やること: 下の記録を最初から最後まで、一字も変えずに書き写してください。画像は入れないでください。

記録一覧:

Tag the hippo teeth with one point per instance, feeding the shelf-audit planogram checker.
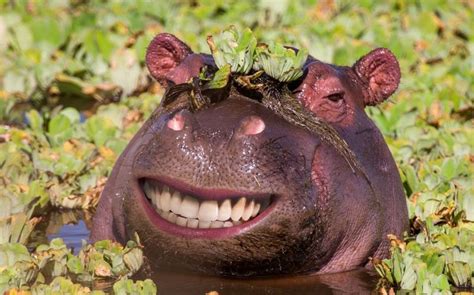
(187, 211)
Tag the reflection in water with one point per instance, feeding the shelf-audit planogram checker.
(354, 282)
(73, 227)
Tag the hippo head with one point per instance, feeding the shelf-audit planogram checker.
(235, 189)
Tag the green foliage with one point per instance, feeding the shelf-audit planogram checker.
(240, 51)
(234, 48)
(283, 64)
(61, 61)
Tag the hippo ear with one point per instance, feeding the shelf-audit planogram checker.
(164, 54)
(380, 71)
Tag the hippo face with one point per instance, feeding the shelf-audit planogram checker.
(235, 189)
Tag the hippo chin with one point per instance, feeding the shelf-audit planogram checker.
(234, 189)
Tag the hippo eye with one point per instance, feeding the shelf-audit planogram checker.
(336, 97)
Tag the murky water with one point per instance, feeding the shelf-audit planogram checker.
(73, 227)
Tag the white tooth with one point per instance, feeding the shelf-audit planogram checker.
(208, 211)
(165, 199)
(256, 208)
(225, 210)
(156, 200)
(217, 224)
(172, 217)
(248, 211)
(204, 224)
(175, 202)
(193, 223)
(238, 210)
(181, 221)
(189, 207)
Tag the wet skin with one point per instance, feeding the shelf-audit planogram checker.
(234, 189)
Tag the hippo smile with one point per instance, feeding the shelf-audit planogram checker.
(194, 208)
(235, 189)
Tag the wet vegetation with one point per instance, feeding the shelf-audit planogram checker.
(74, 90)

出力結果:
Tag the hippo teeth with one point per instance, feeding the shelf-audit planogram checker.
(187, 211)
Tag the reflection in water with one point per instance, feeding the shelf-audit planogram checker.
(354, 282)
(73, 227)
Tag the hippo head with one point per instance, feeding the shelf-audit planogram checker.
(235, 189)
Tag the green foliage with one point per instance, feeding the shelf-audit planogram checker.
(240, 51)
(234, 48)
(283, 64)
(61, 61)
Tag the hippo ear with one point per instance, feeding the shelf-audit planogram checker.
(164, 54)
(380, 71)
Tag the hippo face with one point per instance, feeding the shelf-audit planogram checker.
(235, 189)
Tag the hippo chin with one point per instance, feeding the shelf-audit planogram checker.
(234, 189)
Tag the hippo eye with one point per instance, feeding the shelf-audit planogram checker.
(336, 97)
Tag the murky water with one point per instance, feeding the shelf-audit planogram checker.
(73, 227)
Tag the white tooth with one point per instance, feeding the shelf-audit planogram checker.
(208, 211)
(165, 199)
(256, 208)
(225, 210)
(156, 200)
(217, 224)
(172, 217)
(248, 211)
(204, 224)
(175, 202)
(193, 223)
(238, 210)
(181, 221)
(189, 207)
Tag the wet skin with one point per instance, feeding the shelf-audit planogram checker.
(234, 189)
Tag the hippo smile with one point per instance, feeding the shelf-audit planogram checker.
(194, 208)
(235, 189)
Tag the wet vegetation with one point per instance, feeding the shelf-audit planogram checker.
(74, 90)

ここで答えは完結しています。